-- begin --
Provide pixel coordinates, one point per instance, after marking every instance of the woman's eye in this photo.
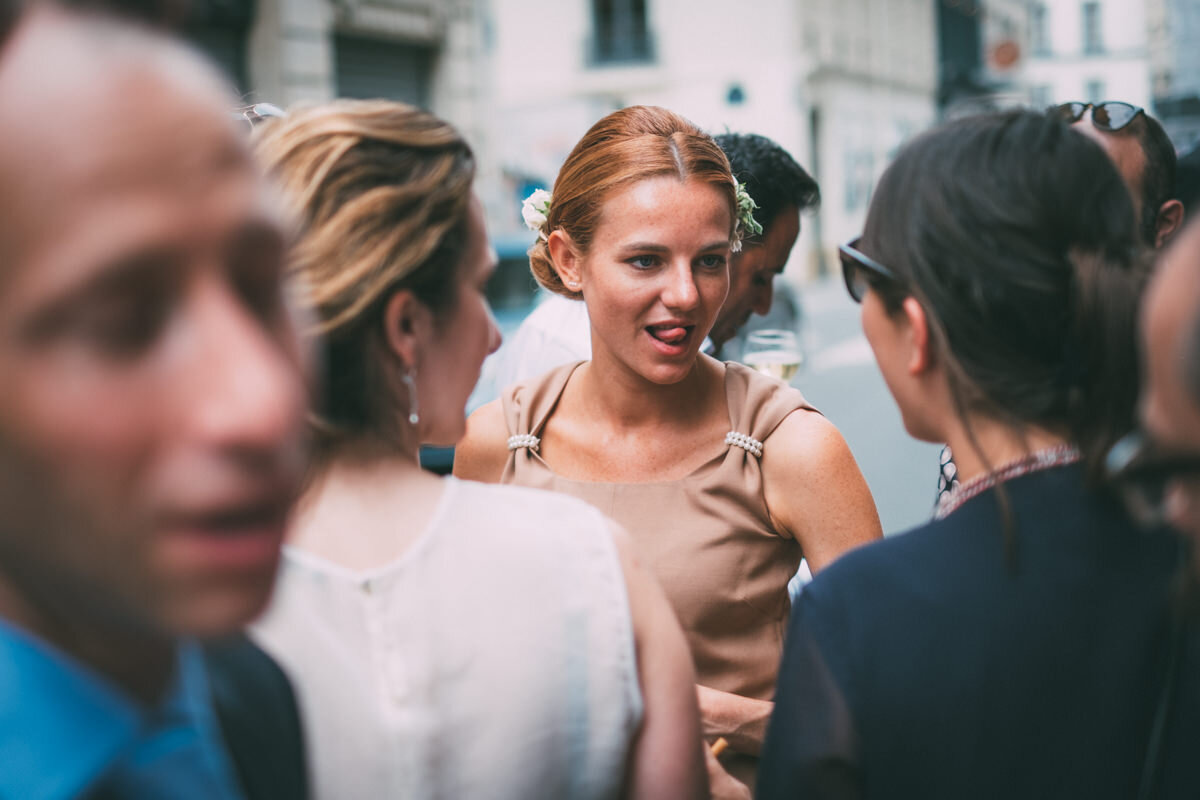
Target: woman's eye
(123, 332)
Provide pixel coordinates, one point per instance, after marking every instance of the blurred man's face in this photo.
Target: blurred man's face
(1170, 409)
(753, 274)
(151, 411)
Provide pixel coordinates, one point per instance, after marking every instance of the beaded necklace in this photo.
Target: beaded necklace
(1035, 462)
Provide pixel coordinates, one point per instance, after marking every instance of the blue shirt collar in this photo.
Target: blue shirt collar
(63, 726)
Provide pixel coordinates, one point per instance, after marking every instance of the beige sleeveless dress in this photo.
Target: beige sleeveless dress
(708, 536)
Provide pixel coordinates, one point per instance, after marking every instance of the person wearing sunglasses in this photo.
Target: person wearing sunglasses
(1143, 154)
(1013, 647)
(1145, 158)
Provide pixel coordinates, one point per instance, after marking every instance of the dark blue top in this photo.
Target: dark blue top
(931, 666)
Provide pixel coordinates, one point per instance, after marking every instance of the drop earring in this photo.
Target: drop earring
(411, 384)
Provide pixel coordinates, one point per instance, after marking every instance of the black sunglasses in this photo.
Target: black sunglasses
(857, 269)
(1110, 115)
(1143, 475)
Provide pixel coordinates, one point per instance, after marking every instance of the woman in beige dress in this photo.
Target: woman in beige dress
(447, 639)
(725, 477)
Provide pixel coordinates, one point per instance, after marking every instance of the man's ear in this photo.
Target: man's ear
(406, 325)
(567, 260)
(1170, 217)
(921, 353)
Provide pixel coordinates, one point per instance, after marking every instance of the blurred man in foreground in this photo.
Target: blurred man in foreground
(149, 425)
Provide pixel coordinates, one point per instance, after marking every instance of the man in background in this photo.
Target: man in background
(150, 425)
(558, 330)
(1170, 392)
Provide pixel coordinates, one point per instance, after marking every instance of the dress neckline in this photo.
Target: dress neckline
-- end --
__Work instructions__:
Give the stretch of the material from its first line through the line containing "(1170, 392)" as a numbered list, skipping blank lines and leaving out the pictures.

__Complete response__:
1. Provide pixel coordinates, one point per instance, after marking every instance of the woman's eye in this photo.
2. Target: woman's eye
3. (123, 332)
4. Provide pixel coordinates, one point per instance, after marking every instance of the blurred man's face in this photo.
5. Target: blurred man's face
6. (1170, 409)
7. (753, 274)
8. (151, 411)
9. Provide pixel coordinates, one point per instance, after marking every instance of the beaded necklace in this photo.
10. Target: beaded necklace
11. (1035, 462)
12. Provide pixel coordinates, one point per instance, after marking every instance of the blue shirt collar in this photo.
13. Target: blue shirt collar
14. (63, 726)
15. Provide pixel coordinates, one point per instance, after marking every instance of the beige sleeveless dress in this photo.
16. Target: beige sleeveless dress
17. (708, 536)
18. Provide pixel coordinates, one point per instance, after marking every instance of the person wearing sunglasses in this photo.
19. Target: person wearing sunglasses
20. (1143, 154)
21. (1013, 647)
22. (1145, 158)
23. Provide pixel coordinates, one point per instance, after marking every instance of the dark blue top in this photo.
24. Target: dark blue top
25. (931, 666)
26. Provide pixel coordinates, one point per instance, after marking every instance of the drop earring in this photo.
27. Target: drop earring
28. (411, 384)
29. Provide pixel coordinates, one point per instance, after marking every instance of the black sunglasses in this photo.
30. Target: black sunglasses
31. (857, 269)
32. (1110, 115)
33. (1143, 475)
34. Provide pixel coordinates, one point per instance, after marking every instance of the woman in beige dress in this photo.
35. Target: woman in beige dress
36. (447, 639)
37. (725, 477)
38. Provide pixel coordinates, one point per instance, after marking every instance of the man's ear in this photo.
39. Target: man's ear
40. (406, 325)
41. (567, 260)
42. (1170, 217)
43. (921, 353)
44. Provide pixel coordinates, one point per instance, after marking every instance of the blurred man in foreground in this photo.
45. Target: blurred man in foreground
46. (149, 425)
47. Provide pixel coordinates, one point per instance, after marking every instance of the man in background in this photo.
48. Target: man in background
49. (150, 425)
50. (558, 330)
51. (1170, 392)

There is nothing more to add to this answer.